Your goal:
From the records below, pull each line that has "instance".
══════════════════════════════
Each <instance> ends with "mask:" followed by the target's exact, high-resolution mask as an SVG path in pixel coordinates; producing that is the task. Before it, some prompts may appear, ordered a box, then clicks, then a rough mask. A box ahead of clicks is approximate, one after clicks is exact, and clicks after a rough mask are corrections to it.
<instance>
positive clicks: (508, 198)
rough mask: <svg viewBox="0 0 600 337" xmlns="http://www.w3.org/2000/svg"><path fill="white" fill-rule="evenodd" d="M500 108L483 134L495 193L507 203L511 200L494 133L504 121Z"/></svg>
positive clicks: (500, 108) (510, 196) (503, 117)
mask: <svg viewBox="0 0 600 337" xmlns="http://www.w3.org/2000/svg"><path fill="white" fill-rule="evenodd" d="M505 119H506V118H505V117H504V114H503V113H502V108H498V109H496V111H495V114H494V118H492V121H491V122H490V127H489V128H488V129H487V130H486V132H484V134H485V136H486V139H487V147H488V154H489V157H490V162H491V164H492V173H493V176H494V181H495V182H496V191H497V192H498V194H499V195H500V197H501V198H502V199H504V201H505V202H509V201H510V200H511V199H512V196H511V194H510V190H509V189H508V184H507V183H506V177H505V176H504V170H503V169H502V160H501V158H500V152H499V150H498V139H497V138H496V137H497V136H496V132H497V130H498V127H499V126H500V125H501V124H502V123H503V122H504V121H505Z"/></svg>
══════════════════════════════
Exercise answer:
Each <instance> ends with "mask:" followed by the target's exact, high-resolution mask as an SVG path in pixel coordinates; producing that is the task. Before it, some prompts may appear, ordered a box, then clicks, then a rough mask. A box ahead of clicks is approximate, one after clicks is exact, and clicks after a rough mask are corrections to it.
<instance>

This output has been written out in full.